◆ **WHAT TO PRODUCE**
Pull out every line in the rows below that contains the word "distant" and list those lines.

◆ **RECORDED DATA**

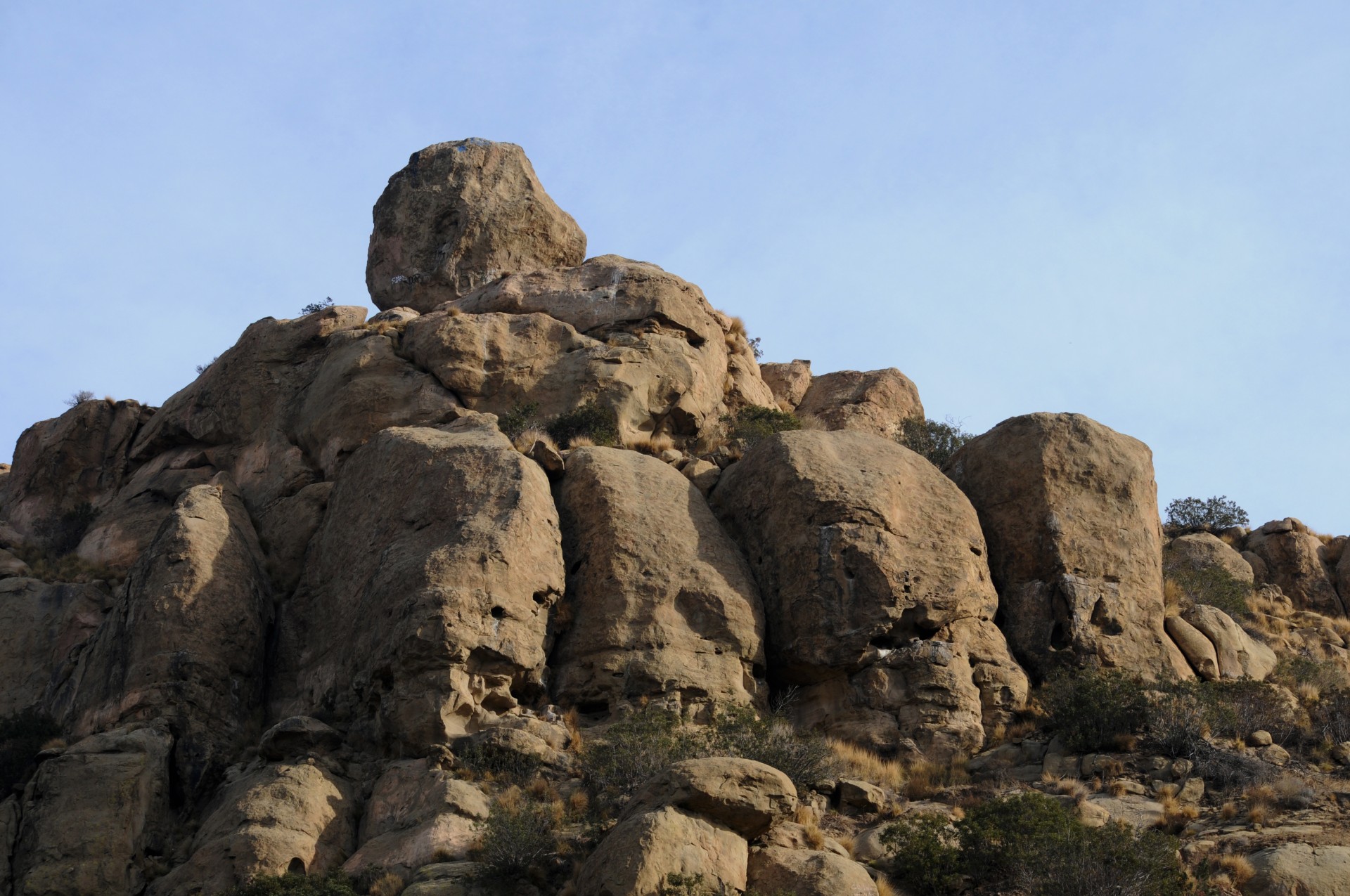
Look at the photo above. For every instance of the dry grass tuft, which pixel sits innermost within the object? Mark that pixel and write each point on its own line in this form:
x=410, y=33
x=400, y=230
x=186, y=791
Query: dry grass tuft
x=870, y=767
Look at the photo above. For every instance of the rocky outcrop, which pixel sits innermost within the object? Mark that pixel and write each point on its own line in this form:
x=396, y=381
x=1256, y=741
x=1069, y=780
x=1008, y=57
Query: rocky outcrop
x=462, y=215
x=95, y=817
x=877, y=401
x=871, y=567
x=651, y=611
x=1069, y=510
x=274, y=819
x=186, y=640
x=423, y=609
x=1292, y=557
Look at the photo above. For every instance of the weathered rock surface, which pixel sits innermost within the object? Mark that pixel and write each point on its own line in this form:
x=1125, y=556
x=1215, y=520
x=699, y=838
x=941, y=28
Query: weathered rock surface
x=805, y=872
x=651, y=611
x=1069, y=510
x=271, y=821
x=1299, y=869
x=1292, y=557
x=462, y=215
x=639, y=855
x=424, y=604
x=871, y=567
x=744, y=795
x=874, y=401
x=95, y=817
x=186, y=637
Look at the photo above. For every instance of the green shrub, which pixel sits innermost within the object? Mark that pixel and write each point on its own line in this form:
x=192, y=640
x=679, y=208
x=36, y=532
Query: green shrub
x=22, y=736
x=1210, y=514
x=331, y=884
x=594, y=422
x=752, y=424
x=516, y=836
x=1214, y=586
x=933, y=439
x=1031, y=844
x=1093, y=708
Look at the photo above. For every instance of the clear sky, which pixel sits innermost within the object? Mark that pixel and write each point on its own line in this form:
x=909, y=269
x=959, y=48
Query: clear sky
x=1134, y=211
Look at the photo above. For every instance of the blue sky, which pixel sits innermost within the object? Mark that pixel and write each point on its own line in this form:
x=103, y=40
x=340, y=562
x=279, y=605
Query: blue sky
x=1131, y=211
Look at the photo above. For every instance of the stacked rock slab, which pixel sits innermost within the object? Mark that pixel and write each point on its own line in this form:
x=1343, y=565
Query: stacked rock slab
x=1069, y=510
x=871, y=566
x=651, y=611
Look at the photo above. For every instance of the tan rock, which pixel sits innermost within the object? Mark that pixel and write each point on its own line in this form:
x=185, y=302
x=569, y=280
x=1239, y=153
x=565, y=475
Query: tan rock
x=424, y=604
x=1198, y=649
x=1294, y=561
x=1299, y=869
x=462, y=215
x=651, y=610
x=1202, y=551
x=639, y=855
x=94, y=815
x=44, y=629
x=875, y=401
x=273, y=821
x=1238, y=654
x=1069, y=510
x=744, y=795
x=871, y=566
x=186, y=637
x=789, y=382
x=805, y=872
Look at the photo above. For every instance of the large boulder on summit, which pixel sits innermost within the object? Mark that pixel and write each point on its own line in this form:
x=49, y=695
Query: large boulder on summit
x=1069, y=509
x=1292, y=557
x=875, y=401
x=186, y=637
x=664, y=610
x=871, y=567
x=276, y=819
x=423, y=609
x=461, y=215
x=95, y=817
x=65, y=470
x=616, y=332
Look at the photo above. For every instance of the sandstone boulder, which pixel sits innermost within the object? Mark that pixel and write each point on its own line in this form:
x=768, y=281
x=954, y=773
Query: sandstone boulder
x=875, y=401
x=1299, y=869
x=95, y=817
x=805, y=872
x=1069, y=509
x=639, y=855
x=271, y=821
x=744, y=795
x=423, y=609
x=650, y=610
x=186, y=637
x=871, y=567
x=462, y=215
x=1292, y=557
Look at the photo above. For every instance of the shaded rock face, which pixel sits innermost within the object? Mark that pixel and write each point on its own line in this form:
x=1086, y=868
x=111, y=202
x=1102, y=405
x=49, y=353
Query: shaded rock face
x=462, y=215
x=423, y=609
x=1069, y=509
x=651, y=611
x=875, y=401
x=620, y=334
x=95, y=815
x=871, y=567
x=186, y=640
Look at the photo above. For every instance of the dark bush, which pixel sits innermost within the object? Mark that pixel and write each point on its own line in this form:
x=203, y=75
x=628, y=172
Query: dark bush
x=22, y=736
x=1210, y=514
x=752, y=424
x=1093, y=708
x=933, y=439
x=591, y=422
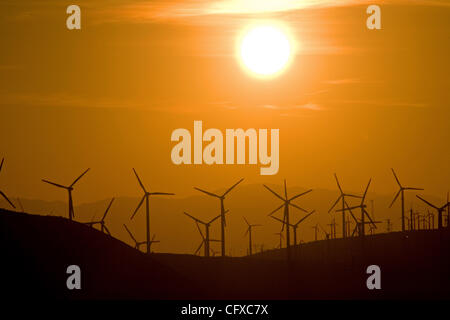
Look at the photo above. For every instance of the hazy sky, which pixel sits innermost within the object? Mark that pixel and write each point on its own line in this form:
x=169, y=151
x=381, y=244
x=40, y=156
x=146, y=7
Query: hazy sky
x=354, y=101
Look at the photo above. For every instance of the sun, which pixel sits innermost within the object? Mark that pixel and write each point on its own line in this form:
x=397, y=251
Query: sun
x=265, y=50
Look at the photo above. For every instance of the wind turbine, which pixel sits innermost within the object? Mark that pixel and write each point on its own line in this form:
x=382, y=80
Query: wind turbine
x=205, y=242
x=316, y=228
x=327, y=235
x=206, y=239
x=295, y=226
x=1, y=193
x=103, y=227
x=249, y=232
x=286, y=203
x=342, y=198
x=280, y=234
x=69, y=189
x=401, y=192
x=440, y=210
x=139, y=244
x=361, y=224
x=222, y=210
x=20, y=205
x=147, y=208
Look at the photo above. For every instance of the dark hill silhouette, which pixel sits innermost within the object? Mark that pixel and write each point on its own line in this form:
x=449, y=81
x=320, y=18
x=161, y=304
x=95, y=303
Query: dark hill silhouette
x=36, y=251
x=178, y=233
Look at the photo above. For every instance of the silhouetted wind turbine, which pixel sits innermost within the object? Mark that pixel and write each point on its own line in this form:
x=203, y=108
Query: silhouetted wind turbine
x=1, y=193
x=139, y=244
x=103, y=227
x=222, y=210
x=401, y=192
x=69, y=189
x=20, y=205
x=280, y=234
x=364, y=213
x=440, y=210
x=286, y=203
x=206, y=239
x=147, y=208
x=316, y=228
x=327, y=235
x=249, y=232
x=295, y=226
x=205, y=242
x=342, y=198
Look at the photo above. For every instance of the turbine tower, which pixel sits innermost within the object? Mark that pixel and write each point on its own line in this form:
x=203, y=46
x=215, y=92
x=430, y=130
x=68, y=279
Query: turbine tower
x=295, y=226
x=361, y=224
x=69, y=190
x=139, y=244
x=440, y=210
x=401, y=192
x=206, y=238
x=342, y=198
x=103, y=227
x=222, y=210
x=147, y=208
x=249, y=232
x=205, y=242
x=286, y=203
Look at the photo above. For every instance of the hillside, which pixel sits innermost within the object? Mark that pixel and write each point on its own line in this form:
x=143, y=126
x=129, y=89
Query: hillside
x=178, y=233
x=37, y=249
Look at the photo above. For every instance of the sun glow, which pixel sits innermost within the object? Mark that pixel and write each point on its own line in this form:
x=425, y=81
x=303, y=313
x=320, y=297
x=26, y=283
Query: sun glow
x=265, y=50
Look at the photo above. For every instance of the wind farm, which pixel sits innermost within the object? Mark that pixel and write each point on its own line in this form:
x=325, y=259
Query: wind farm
x=237, y=150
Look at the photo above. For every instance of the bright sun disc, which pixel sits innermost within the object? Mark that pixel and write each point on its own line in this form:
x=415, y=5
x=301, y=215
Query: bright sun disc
x=265, y=50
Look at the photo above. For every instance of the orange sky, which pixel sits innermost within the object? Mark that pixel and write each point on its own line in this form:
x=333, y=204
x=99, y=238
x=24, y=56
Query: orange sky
x=354, y=101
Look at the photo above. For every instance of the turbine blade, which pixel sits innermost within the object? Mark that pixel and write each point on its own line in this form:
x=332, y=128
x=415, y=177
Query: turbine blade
x=107, y=209
x=282, y=221
x=270, y=214
x=199, y=247
x=76, y=180
x=215, y=218
x=276, y=194
x=395, y=198
x=370, y=219
x=139, y=205
x=299, y=208
x=337, y=182
x=335, y=203
x=348, y=208
x=106, y=228
x=161, y=194
x=396, y=179
x=139, y=180
x=55, y=184
x=129, y=232
x=6, y=198
x=300, y=194
x=192, y=217
x=430, y=204
x=232, y=187
x=304, y=218
x=208, y=193
x=365, y=192
x=199, y=230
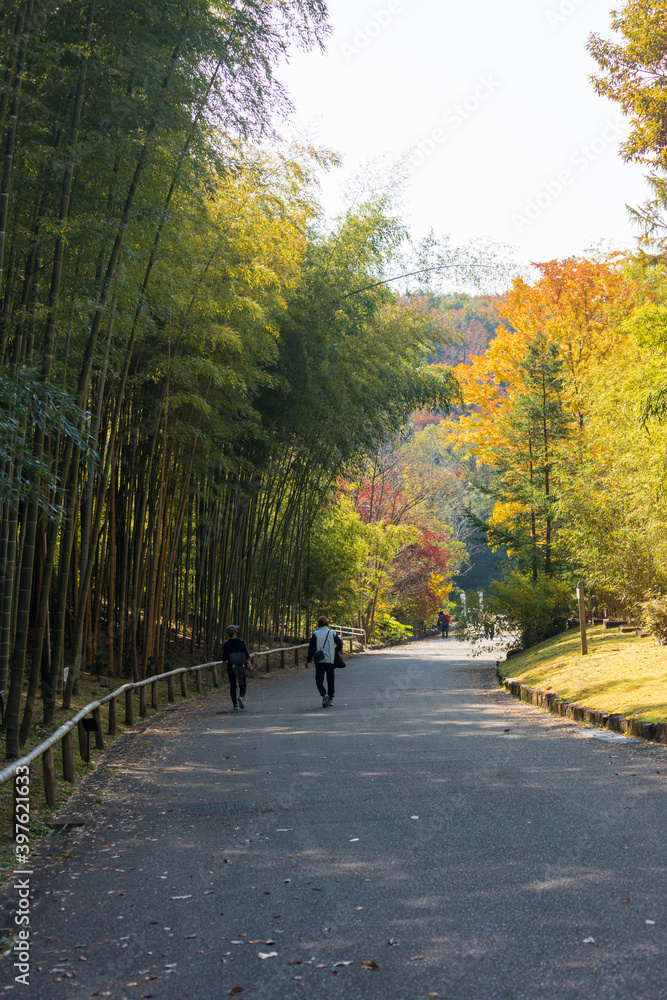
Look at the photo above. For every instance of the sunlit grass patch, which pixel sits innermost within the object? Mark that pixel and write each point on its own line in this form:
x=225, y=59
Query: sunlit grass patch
x=625, y=674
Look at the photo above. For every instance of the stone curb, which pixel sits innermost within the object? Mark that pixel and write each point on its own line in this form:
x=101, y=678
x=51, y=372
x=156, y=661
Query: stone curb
x=655, y=732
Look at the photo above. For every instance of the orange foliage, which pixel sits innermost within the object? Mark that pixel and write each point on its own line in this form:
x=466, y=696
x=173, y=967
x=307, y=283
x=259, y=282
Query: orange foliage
x=581, y=305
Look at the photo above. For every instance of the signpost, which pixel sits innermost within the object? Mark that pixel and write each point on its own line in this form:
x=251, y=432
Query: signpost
x=582, y=618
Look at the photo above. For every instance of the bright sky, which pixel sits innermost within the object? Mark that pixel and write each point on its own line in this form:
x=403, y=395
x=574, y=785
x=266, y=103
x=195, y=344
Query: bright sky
x=492, y=102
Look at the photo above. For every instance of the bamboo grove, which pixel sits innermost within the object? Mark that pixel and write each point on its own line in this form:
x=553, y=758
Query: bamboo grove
x=190, y=360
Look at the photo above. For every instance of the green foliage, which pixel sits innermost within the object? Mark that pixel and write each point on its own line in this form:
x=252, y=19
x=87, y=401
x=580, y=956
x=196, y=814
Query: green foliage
x=519, y=609
x=653, y=616
x=389, y=631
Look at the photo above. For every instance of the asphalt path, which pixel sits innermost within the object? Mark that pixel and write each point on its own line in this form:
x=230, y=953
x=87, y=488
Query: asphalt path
x=458, y=842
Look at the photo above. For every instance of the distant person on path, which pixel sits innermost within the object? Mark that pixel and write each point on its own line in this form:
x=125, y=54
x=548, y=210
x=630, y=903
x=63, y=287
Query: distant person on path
x=443, y=623
x=321, y=650
x=236, y=655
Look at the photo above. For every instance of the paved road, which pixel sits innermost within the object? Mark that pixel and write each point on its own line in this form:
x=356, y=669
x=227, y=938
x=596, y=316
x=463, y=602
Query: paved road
x=468, y=845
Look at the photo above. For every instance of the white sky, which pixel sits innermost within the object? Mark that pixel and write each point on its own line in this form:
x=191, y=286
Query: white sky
x=394, y=73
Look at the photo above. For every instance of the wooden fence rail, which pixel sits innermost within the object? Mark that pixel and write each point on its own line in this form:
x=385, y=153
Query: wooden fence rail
x=64, y=732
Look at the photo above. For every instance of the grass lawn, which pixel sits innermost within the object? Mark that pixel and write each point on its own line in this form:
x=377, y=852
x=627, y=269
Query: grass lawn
x=621, y=674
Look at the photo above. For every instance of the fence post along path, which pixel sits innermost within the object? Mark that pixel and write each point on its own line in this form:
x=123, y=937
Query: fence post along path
x=64, y=734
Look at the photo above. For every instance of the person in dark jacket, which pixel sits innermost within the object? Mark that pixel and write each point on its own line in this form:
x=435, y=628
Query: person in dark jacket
x=321, y=650
x=236, y=655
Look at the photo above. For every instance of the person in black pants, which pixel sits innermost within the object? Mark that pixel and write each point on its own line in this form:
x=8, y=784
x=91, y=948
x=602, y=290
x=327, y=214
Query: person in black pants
x=236, y=655
x=321, y=650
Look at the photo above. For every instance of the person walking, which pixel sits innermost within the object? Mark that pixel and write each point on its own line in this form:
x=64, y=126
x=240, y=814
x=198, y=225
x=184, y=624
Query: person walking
x=321, y=651
x=236, y=655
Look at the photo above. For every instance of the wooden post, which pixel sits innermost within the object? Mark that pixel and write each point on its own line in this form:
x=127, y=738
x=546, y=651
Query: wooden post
x=112, y=717
x=582, y=618
x=49, y=776
x=129, y=707
x=99, y=735
x=82, y=740
x=68, y=757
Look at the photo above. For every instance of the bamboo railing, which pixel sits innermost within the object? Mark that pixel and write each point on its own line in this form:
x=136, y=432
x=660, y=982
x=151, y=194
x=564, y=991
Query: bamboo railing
x=65, y=732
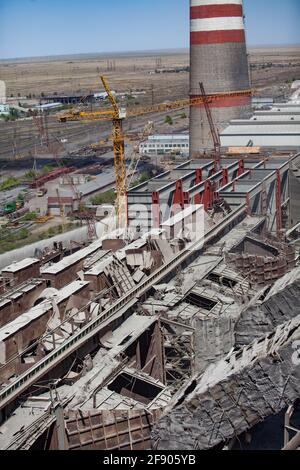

◆ **OUTPUT FOR THIS EXERCISE**
Look at the photo above. For every instance of the distant person on path, which pixel sits innermost within the object? Mark that pixel and write each point on its own line in this form:
Query: distant person on path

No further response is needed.